REQUIRED TASK –
Gather every line in the entries below that contains the string "item", and treat uppercase and lowercase letters as different.

* begin EXERCISE INPUT *

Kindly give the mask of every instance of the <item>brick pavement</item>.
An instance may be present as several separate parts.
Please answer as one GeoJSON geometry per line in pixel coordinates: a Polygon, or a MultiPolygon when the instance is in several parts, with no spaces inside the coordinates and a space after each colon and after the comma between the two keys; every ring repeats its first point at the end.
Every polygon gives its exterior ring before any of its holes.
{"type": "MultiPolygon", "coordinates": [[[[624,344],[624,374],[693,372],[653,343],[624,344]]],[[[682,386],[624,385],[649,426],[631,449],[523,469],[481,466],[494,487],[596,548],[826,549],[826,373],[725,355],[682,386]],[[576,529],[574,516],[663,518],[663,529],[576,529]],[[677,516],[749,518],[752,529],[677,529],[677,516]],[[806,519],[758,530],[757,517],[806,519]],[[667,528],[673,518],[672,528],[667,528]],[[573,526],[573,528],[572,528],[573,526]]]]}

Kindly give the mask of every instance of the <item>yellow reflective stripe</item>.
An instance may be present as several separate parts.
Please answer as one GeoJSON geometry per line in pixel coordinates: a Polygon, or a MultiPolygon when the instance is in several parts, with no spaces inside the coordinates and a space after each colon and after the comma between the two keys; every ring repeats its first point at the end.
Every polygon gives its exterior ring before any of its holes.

* end EXERCISE INPUT *
* begin EXERCISE INPUT *

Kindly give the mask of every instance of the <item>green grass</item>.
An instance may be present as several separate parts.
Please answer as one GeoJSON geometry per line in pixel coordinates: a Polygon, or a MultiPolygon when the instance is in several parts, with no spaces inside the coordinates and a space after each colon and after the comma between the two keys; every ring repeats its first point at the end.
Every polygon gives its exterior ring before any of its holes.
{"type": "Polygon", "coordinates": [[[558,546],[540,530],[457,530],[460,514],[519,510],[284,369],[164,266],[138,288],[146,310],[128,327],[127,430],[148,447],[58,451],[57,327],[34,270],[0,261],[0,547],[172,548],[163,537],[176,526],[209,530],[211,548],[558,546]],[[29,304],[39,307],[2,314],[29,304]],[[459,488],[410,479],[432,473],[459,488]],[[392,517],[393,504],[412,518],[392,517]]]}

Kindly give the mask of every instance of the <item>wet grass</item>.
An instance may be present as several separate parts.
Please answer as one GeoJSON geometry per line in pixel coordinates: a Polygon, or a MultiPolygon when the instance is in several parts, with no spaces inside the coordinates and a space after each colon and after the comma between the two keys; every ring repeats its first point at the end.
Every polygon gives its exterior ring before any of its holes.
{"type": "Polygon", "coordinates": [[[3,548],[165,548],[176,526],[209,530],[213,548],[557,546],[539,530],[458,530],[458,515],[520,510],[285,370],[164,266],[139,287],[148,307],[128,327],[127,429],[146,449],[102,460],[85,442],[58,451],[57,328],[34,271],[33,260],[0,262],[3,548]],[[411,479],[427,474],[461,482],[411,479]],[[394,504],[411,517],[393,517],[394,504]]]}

* end EXERCISE INPUT *

ANSWER TO THE PROBLEM –
Kindly give the mask of every instance of the <item>brick pavement</item>.
Kindly give the mask of every instance of the <item>yellow reflective stripe</item>.
Kindly give the mask of every instance of the <item>green grass</item>.
Kindly give the mask of every instance of the <item>wet grass</item>.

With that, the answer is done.